What is asked: Reproduce all of the material with every "segment" swapped for "outline" and everything else unchanged. Leave the pictures out.
________________________
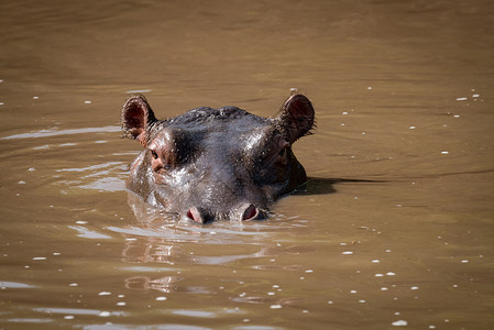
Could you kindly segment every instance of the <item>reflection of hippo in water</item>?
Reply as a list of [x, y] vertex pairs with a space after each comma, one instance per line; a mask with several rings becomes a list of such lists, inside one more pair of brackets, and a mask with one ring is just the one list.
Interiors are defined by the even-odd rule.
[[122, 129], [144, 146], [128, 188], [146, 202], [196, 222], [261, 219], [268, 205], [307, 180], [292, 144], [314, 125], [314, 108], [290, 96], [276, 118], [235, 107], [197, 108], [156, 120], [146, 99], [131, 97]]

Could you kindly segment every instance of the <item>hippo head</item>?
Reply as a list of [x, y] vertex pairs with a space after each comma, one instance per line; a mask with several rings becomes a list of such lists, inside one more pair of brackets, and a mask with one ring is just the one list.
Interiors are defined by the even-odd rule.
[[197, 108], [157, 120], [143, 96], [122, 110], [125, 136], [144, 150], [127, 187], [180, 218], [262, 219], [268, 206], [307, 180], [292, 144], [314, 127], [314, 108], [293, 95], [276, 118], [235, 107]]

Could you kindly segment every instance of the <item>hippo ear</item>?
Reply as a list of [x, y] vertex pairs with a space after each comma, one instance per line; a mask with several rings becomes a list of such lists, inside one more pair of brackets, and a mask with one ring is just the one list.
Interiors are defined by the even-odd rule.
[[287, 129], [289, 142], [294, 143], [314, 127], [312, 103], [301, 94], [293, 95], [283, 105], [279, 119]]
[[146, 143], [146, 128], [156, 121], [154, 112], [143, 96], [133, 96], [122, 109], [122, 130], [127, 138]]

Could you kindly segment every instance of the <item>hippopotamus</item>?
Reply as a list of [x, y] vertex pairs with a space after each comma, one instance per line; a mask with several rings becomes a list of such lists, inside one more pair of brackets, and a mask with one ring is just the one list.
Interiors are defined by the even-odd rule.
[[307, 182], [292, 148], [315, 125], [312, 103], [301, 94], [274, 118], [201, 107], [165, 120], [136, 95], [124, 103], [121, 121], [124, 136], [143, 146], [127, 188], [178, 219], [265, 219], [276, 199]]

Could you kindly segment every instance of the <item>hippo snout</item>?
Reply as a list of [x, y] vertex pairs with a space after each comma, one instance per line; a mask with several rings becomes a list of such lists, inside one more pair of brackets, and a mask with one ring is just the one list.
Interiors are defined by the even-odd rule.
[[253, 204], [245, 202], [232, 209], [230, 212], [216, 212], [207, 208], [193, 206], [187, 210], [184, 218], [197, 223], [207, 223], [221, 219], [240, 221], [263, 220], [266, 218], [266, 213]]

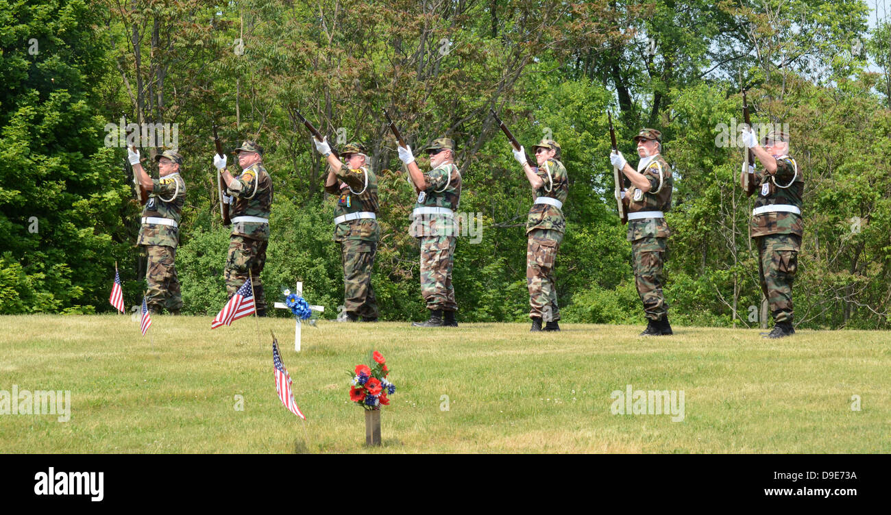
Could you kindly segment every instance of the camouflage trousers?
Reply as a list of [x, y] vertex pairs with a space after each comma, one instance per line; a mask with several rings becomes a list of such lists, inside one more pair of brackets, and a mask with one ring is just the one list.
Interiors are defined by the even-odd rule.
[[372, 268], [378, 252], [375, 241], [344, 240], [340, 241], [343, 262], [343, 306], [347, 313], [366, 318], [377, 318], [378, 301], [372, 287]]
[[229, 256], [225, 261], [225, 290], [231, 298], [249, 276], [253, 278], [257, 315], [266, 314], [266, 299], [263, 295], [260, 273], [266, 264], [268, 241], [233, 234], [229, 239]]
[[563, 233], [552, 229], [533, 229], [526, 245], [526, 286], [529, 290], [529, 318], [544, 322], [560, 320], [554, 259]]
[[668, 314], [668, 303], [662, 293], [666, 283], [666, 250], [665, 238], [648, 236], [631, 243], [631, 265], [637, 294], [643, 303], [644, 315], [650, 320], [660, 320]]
________________________
Answer below:
Could you kindly outline every instance of the <item>reflection of hippo in water</item>?
Reply as a list of [x, y] vertex pairs with a space after each comma, one instance per line; a mask with several rings becomes a list of such lists, inside one more pair of brackets, and a mask with one ring is just the one list.
Interiors are defined by the even-odd rule.
[[122, 129], [144, 146], [128, 188], [146, 202], [196, 222], [261, 219], [268, 205], [307, 180], [292, 144], [314, 125], [314, 108], [290, 96], [276, 118], [235, 107], [197, 108], [156, 120], [146, 99], [131, 97]]

Could you kindly outline every instance of the <item>hippo head</item>?
Reply as a list of [x, y] vertex pairs with a space after each comma, one instance per line; a mask with several rings becomes a list of such lists, inside one more pair of brackets, and a mask with one ring is just the one list.
Interiors are defined by the even-odd rule.
[[197, 108], [157, 120], [143, 96], [122, 110], [125, 136], [144, 150], [127, 187], [180, 218], [262, 219], [268, 206], [307, 180], [292, 144], [314, 127], [314, 108], [293, 95], [276, 118], [235, 107]]

Could you kindly outline every instance of the <item>hippo ear</item>?
Reply as a list of [x, y] vertex pairs with a space after each comma, one instance per line; a mask with several rings becomes a list of such lists, inside one more pair of brackets, and a mask with one ring is just the one list.
Interiors are defined by the even-odd rule.
[[287, 129], [289, 142], [294, 143], [314, 127], [312, 103], [301, 94], [293, 95], [283, 105], [279, 119]]
[[146, 143], [146, 128], [156, 121], [154, 112], [143, 96], [133, 96], [122, 109], [122, 130], [127, 138]]

Could you kindly outline every instance of the <item>hippopotamus</item>?
Reply as a list of [x, y] vertex pairs with a space after each comma, one instance per line; a mask with several rings becomes a list of such lists, inside one more pair of brackets, and a mask with one ring is just the one list.
Interiors are defined by the even-odd rule.
[[307, 182], [292, 148], [315, 125], [312, 103], [301, 94], [274, 118], [201, 107], [165, 120], [136, 95], [124, 103], [121, 121], [124, 136], [143, 146], [127, 188], [178, 219], [265, 219], [276, 199]]

Could you kindly outline every instance of the <item>hippo snout</item>?
Reply as a list of [x, y] vertex pairs with a space after each comma, one instance per line; a mask with several rings becomes a list of such lists, inside one more pair of brackets, and a mask with one ring is just the one list.
Interiors are defined by the even-odd rule.
[[253, 204], [245, 202], [232, 209], [230, 212], [216, 212], [207, 208], [193, 206], [187, 210], [184, 218], [197, 223], [207, 223], [221, 219], [240, 221], [263, 220], [266, 218], [266, 213]]

Could you kindly outline every instance of the camouflage trousers?
Reply as a list of [x, y] vertex pairs with a space after each comma, one instance per line; a mask with several rings becomes a list of such lists, inside one more pair of brackets, and a mask with one ring is just the one list.
Interiors are defined by the even-odd rule.
[[372, 268], [378, 252], [375, 241], [344, 240], [340, 241], [343, 262], [343, 306], [347, 313], [366, 318], [377, 318], [378, 301], [372, 287]]
[[229, 256], [225, 261], [225, 290], [231, 298], [249, 276], [253, 278], [257, 315], [266, 314], [266, 299], [263, 295], [260, 273], [266, 264], [268, 241], [233, 234], [229, 239]]
[[563, 233], [552, 229], [533, 229], [526, 245], [526, 286], [529, 290], [529, 318], [544, 322], [560, 320], [554, 259]]
[[668, 314], [668, 303], [662, 293], [666, 283], [666, 250], [665, 238], [648, 236], [631, 243], [631, 265], [637, 294], [643, 303], [644, 315], [650, 320], [660, 320]]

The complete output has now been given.